* [YOUR INSTRUCTIONS]
From the items below, copy each line that contains the word "grass", treating uppercase and lowercase letters as different.

Data entries

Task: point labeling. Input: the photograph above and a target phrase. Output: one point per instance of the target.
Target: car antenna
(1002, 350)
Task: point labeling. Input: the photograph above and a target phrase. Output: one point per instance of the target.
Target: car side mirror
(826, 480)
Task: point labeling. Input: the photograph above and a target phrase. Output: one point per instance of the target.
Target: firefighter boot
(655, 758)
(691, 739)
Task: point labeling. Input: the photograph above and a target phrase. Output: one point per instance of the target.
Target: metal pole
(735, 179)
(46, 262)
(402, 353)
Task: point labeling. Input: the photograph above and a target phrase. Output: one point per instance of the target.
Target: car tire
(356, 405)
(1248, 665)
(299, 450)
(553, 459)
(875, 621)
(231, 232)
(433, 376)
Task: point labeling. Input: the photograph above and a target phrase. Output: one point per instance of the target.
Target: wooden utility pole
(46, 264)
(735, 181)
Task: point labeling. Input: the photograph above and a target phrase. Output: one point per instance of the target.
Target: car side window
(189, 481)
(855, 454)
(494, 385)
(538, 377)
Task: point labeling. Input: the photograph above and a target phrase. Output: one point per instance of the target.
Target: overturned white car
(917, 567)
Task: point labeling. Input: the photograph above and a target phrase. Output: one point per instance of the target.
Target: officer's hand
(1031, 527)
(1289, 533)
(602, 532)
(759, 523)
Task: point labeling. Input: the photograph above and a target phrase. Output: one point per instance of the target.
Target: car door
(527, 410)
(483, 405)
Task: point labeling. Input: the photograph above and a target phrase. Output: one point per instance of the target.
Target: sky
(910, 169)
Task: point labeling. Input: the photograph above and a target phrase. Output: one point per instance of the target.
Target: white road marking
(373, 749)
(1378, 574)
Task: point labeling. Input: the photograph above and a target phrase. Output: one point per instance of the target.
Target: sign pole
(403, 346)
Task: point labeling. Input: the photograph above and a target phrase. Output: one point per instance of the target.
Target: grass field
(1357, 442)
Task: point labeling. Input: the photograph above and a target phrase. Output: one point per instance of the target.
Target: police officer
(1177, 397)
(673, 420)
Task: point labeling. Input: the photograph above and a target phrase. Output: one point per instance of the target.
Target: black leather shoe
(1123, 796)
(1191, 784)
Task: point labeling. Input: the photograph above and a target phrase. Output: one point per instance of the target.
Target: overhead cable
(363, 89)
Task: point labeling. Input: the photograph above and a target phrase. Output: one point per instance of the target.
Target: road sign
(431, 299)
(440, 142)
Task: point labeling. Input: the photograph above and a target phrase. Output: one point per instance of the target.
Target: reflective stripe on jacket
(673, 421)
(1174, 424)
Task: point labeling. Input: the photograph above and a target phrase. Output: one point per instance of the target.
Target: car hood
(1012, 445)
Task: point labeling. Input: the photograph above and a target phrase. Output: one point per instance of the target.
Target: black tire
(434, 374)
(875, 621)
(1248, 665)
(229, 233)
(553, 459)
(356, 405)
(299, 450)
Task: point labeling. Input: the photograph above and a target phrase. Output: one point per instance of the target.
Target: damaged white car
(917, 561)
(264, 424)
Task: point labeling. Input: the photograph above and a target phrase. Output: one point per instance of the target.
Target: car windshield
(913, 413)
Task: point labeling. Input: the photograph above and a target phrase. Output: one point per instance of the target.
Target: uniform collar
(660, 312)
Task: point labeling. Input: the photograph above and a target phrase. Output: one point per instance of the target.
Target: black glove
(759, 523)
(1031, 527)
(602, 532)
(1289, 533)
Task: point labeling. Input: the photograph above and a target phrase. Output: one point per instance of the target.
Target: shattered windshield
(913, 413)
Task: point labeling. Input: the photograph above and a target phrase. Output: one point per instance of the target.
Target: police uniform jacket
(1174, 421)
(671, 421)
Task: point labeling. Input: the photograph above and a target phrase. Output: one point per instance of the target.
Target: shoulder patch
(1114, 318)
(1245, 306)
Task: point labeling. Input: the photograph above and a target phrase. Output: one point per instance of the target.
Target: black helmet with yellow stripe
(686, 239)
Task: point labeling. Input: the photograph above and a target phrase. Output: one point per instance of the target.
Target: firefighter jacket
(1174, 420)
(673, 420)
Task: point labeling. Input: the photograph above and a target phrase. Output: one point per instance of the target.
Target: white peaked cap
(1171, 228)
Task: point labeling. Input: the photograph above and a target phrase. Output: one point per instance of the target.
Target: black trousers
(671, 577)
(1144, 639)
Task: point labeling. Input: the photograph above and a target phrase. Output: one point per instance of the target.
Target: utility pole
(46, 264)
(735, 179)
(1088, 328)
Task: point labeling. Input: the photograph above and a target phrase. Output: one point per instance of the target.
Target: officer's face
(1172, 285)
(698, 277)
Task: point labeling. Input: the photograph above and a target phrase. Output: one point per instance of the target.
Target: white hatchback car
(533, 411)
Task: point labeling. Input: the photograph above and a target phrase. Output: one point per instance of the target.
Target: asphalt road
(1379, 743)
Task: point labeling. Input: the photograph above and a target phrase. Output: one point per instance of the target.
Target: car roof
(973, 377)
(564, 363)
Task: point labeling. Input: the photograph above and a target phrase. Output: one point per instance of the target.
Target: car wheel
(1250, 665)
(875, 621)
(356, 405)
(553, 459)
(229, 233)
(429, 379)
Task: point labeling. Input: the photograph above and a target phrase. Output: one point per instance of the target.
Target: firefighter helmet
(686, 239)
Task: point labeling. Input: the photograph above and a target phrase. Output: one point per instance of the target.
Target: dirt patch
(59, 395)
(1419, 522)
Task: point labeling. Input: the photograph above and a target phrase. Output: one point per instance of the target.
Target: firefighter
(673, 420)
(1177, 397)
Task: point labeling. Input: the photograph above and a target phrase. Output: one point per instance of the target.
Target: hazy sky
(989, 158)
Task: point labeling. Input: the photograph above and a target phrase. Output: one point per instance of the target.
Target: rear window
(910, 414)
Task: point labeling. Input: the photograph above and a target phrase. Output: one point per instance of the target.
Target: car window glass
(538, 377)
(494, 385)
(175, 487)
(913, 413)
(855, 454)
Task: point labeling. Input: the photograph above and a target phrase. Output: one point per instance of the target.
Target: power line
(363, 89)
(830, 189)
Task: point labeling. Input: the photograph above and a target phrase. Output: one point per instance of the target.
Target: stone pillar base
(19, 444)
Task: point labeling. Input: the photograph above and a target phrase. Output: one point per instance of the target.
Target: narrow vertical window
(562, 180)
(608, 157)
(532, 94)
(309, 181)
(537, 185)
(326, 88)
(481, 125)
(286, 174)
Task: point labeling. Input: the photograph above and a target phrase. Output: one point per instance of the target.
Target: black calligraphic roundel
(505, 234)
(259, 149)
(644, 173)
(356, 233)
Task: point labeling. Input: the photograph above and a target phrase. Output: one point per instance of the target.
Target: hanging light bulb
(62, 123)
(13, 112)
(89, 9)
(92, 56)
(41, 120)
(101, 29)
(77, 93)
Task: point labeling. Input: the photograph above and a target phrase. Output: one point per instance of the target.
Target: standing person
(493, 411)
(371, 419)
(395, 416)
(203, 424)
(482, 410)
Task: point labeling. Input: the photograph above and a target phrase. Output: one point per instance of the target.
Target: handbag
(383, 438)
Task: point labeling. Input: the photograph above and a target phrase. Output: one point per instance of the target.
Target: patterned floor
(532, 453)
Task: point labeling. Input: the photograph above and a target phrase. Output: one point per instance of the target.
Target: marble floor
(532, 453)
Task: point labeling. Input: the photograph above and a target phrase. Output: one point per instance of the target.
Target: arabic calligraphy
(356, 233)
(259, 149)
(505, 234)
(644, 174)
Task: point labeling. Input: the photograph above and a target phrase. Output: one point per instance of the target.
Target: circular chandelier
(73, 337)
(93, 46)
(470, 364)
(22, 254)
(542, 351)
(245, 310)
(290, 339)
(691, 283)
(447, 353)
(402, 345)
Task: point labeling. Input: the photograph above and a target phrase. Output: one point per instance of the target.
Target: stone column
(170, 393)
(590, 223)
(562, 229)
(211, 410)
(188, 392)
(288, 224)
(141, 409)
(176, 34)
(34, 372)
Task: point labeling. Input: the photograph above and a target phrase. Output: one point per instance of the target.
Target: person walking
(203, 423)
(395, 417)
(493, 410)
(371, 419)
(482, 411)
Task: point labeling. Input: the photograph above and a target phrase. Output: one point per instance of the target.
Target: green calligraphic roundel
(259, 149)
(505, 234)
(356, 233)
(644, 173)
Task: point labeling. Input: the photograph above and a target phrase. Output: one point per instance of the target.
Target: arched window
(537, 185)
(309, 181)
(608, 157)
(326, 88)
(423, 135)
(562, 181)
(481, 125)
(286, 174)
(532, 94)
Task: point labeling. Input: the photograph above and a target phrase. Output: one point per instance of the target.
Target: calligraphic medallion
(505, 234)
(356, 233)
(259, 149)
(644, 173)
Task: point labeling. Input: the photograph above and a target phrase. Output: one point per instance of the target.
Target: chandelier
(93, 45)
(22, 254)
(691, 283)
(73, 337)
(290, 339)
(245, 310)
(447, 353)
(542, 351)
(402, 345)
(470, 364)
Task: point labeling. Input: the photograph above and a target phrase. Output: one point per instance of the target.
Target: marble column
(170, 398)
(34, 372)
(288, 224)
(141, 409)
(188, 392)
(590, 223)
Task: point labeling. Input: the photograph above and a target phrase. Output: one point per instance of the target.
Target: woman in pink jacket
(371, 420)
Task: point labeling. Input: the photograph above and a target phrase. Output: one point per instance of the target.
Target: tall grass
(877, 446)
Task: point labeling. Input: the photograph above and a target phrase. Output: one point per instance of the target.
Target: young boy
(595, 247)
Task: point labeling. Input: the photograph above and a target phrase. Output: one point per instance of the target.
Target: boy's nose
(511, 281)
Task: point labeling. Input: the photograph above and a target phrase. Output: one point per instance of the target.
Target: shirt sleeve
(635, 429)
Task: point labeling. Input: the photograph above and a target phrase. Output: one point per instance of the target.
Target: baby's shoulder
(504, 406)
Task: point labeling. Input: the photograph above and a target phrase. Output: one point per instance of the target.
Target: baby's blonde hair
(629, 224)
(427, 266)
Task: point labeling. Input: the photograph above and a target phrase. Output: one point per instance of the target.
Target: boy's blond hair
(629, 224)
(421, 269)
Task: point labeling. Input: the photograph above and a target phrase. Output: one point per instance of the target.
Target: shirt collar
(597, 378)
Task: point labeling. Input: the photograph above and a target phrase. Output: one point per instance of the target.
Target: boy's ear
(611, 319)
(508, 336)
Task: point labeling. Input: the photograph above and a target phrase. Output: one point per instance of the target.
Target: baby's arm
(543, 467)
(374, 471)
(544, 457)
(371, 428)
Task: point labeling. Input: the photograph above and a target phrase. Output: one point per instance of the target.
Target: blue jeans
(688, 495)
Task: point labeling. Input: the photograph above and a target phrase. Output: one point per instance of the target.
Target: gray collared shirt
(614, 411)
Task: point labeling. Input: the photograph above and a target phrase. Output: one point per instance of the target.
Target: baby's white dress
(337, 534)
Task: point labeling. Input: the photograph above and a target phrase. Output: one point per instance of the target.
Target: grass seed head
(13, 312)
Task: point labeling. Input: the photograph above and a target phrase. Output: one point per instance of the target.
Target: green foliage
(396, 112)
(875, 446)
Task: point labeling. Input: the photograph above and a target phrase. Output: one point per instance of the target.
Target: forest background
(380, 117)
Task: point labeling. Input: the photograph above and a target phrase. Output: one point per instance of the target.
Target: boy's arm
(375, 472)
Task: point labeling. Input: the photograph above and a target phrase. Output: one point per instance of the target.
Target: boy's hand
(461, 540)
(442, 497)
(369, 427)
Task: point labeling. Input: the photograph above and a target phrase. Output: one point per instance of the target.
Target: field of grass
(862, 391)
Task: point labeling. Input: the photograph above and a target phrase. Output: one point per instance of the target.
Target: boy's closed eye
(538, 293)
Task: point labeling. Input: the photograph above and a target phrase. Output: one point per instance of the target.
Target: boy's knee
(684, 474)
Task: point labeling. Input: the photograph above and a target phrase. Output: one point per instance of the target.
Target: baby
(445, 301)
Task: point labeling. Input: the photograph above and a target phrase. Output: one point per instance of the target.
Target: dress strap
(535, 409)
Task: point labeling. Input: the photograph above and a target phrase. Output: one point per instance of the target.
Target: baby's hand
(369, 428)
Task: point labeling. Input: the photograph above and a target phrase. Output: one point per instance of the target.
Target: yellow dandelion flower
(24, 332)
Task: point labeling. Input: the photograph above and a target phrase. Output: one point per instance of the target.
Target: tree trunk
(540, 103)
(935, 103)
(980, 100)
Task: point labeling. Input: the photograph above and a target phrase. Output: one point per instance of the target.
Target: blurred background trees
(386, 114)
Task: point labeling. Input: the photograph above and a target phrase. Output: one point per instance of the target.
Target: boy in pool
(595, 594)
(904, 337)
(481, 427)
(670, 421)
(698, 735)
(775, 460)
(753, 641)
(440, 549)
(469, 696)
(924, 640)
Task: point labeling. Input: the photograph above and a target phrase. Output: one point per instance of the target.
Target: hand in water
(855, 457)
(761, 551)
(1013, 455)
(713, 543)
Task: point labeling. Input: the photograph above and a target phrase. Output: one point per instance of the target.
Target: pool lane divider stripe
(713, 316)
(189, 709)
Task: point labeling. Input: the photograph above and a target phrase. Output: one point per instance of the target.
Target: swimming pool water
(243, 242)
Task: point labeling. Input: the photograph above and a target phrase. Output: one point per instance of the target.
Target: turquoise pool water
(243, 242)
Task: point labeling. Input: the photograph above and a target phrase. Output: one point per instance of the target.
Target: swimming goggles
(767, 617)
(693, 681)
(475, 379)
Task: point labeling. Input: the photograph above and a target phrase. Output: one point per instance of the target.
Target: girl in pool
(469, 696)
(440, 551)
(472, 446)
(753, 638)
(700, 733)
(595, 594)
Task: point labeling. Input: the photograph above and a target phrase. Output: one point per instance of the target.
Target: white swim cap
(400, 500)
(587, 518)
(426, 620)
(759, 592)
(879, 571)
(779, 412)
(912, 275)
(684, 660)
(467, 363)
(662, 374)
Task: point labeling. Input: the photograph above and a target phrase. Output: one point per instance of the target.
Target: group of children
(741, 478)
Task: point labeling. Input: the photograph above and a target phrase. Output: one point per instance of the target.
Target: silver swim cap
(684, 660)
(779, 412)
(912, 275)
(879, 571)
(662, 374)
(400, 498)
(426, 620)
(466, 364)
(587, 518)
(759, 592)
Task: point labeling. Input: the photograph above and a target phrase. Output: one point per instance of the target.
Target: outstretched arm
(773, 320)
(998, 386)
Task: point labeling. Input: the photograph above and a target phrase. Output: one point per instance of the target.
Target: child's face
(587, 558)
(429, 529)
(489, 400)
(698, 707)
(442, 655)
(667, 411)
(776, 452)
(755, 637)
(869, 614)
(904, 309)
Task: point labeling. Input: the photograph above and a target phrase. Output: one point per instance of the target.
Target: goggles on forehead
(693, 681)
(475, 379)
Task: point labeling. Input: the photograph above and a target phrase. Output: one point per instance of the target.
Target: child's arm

* [CORRECT RESPONSE]
Target: grass field
Target: tall grass
Target: grass seed head
Target: field of grass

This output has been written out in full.